=== Texto fornecido ===

Autos
de infração expedidos por auditores do trabalho são públicos. Assim, ao se
divulgar resultados de políticas de fiscalização, após regular processo
administrativo, confere-se publicidade a decisões definitivas.
Com
esse entendimento, o Supremo Tribunal Federal julgou improcedente o pedido da
Associação Brasileira de Incorporadoras Imobiliárias (Abrainc) — feito na ADPF
509 — para que fosse declarada inconstitucional a chamada "lista
suja" do trabalho escravo, da qual constam os nomes de empregadores que
submeteram trabalhadores a condição análoga à de escravo. O nome do empregador
permanece no cadastro por um período de dois anos, durante o qual a
Administração monitora a regularidade das condições de trabalho. Se verificada
reincidência, o nome continua na lista por mais dois anos.
O
voto do relator do caso, ministro Marco Aurélio, foi seguido pelos ministros
Dias Toffoli, Cármen Lúcia, Luiz Fux, Ricardo Lewandowski, Gilmar Mendes e Rosa
Weber. Divergiu o ministro Alexandre de Moraes, para quem a Abrainc sequer tem
legitimidade para propor a ação. Edson Fachin e Luís Roberto Barroso
acompanharam o relator, mas com ressalvas. O julgamento foi feito por meio do
Plenário virtual, em sessão encerrada nesta segunda-feira (14/9).
Histórico
A
"lista suja" do trabalho escravo foi inicialmente instituída em 2004,
por meio de uma portaria interministerial. Em 2011, uma nova portaria fez
alterações na disciplina. A Abrainc impugnou esse ato de 2011, por meio da ADI
5.209. Decisão liminar do então presidente do STF, Ricardo Lewandowski, chegou
a suspender a eficácia das normas, sob o argumento de que inexistia lei formal
a respaldá-las, além de aparente inobservância do devido processo legal, já que
na portaria não haveria referência à instauração de processo administrativo e
às garantias do contraditório e da ampla defesa.

=== Itens extraídos ===

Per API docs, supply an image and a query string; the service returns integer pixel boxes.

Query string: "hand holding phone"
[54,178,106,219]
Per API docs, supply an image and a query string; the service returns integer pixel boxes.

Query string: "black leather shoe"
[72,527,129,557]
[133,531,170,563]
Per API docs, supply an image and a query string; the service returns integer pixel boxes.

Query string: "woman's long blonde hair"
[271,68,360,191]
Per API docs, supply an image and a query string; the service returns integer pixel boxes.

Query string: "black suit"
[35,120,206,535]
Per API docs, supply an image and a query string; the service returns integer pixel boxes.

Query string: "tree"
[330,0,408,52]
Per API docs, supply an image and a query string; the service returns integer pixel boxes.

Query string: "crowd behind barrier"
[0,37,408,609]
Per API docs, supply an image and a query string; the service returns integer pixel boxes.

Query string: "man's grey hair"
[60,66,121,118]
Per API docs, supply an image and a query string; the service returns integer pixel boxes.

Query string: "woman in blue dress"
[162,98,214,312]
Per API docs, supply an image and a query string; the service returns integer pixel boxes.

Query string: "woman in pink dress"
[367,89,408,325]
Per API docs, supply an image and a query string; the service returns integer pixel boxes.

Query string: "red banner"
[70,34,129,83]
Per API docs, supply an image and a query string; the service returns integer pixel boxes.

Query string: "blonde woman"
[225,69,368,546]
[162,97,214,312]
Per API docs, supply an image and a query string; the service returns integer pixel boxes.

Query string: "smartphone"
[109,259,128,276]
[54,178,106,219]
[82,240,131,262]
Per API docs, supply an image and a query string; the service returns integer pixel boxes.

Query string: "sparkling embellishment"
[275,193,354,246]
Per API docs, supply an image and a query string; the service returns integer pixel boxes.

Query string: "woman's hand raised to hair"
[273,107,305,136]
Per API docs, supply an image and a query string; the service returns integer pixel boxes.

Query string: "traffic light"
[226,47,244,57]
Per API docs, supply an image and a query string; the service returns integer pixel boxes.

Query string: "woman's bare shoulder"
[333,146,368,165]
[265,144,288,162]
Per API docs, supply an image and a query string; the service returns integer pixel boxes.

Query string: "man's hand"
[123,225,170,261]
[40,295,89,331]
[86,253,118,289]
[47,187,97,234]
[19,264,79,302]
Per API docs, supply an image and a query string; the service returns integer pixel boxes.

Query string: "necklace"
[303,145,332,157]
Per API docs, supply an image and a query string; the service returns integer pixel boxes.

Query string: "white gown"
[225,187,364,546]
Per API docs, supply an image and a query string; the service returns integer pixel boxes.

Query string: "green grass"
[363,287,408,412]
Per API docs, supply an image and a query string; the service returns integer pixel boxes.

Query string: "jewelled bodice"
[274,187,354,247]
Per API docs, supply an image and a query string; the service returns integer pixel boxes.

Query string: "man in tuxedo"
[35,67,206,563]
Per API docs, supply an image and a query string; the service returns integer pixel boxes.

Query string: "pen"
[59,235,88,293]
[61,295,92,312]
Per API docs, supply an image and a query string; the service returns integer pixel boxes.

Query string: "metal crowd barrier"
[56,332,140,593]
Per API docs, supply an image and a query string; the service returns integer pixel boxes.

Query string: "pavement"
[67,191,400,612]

===

Instruções e requisitos
De acordo com o texto sobre a "lista suja" do trabalho escravo, por quanto tempo o nome do empregador fica no cadastro? Responda usando só o que está no texto.

Resposta abaixo
Por dois anos. Se houver reincidência, o nome fica na lista por mais dois anos.